Reproduce the material below word for word, line by line, with no changes.

○ ○ ○ ○ ○

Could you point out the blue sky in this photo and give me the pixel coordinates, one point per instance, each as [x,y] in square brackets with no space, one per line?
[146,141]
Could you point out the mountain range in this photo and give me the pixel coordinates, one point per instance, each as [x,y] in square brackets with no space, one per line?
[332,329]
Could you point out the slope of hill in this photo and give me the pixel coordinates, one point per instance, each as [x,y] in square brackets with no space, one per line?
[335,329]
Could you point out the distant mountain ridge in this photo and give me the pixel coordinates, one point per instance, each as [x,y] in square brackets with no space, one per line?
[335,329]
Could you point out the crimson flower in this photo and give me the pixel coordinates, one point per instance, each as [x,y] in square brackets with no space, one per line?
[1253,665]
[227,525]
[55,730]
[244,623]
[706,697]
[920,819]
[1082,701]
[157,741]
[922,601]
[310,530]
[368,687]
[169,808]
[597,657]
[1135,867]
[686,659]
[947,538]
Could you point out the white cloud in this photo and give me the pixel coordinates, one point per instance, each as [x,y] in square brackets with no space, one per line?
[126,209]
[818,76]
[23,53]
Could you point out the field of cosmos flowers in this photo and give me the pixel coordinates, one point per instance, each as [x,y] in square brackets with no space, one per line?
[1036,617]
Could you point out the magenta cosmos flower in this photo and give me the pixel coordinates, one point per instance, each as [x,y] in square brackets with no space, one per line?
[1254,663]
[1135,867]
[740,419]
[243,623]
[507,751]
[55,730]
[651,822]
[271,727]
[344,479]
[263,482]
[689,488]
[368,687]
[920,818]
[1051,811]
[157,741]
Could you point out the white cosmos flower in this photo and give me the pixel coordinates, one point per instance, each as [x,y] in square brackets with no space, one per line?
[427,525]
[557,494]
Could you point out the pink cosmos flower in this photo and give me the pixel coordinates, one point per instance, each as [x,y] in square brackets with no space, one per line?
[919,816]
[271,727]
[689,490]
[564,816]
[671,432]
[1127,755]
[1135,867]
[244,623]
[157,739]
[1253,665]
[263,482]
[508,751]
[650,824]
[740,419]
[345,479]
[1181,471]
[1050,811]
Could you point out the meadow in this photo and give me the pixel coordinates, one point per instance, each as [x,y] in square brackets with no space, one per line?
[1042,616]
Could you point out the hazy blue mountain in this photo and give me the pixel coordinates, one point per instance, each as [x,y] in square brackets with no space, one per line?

○ ○ ○ ○ ○

# [Answer below]
Could you point out the blue sky in this photo and give me the pixel coordinates, one point per instance, each as [x,y] in square brackets with no space, one per line?
[146,141]
Could you point out the mountain range in this photo and give me the pixel coordinates, one point per instance, each as [x,y] in square brackets with no space, one per line?
[332,329]
Could you point out the slope of hill in this photo and give me the pixel coordinates, one point per instance, each as [x,y] in square brackets with no space, one per line?
[335,329]
Could you point out the distant mountain ridge in this photo and give me the pixel coordinates, one point per instance, each as [x,y] in square brackets with no space, one per line?
[335,329]
Could you point out the crimson flower in this photo and give me the pixel coordinates, one point per instance, each as [x,y] in square brackets with no space, one per line?
[1253,665]
[227,525]
[55,730]
[244,623]
[706,697]
[920,819]
[1082,701]
[157,741]
[922,601]
[310,530]
[368,687]
[169,808]
[597,657]
[1135,867]
[686,659]
[947,538]
Could you point out the white cloud in this photo and give me the pixel coordinates, one point per instance, each as [x,y] in square brackets with no space, one per line?
[126,209]
[818,76]
[23,53]
Could you point out the field of cosmos flowers in this photo and give me the pixel coordinates, one point per instance, each as [x,y] in square brackets with no space, one per line?
[1036,617]
Could you point out the magenta cosmos flower in this photo and give me the pixel coordinates, one point per instance, each as [x,y] in square brackets with no space, one per line?
[1254,663]
[1135,867]
[740,419]
[243,623]
[507,751]
[55,730]
[651,822]
[271,727]
[344,479]
[263,482]
[689,488]
[368,687]
[920,818]
[1051,811]
[157,741]
Could you point out the white cosmos flower in this photo and give me the pixel coordinates, one point per instance, each as [x,y] in square brackets with no space, one per line?
[427,525]
[557,494]
Could you point out the pink cosmos flower in this photo and give me the pixel coordinates, one point per instance, each as [x,y] in square brackets with no space, one per line?
[919,816]
[271,727]
[689,490]
[564,816]
[671,432]
[1127,755]
[1135,867]
[244,623]
[157,739]
[1253,665]
[263,482]
[508,751]
[650,824]
[740,419]
[345,479]
[1181,471]
[1050,811]
Could you point out the meadow in this photo and give me the pixel coordinates, one point per instance, each as [x,y] in square brackets with no space, one per line?
[1042,616]
Could you point out the hazy blue mountain in this photo and give me the pixel coordinates, one point per instance, each as [x,y] in square brackets with no space, one per line?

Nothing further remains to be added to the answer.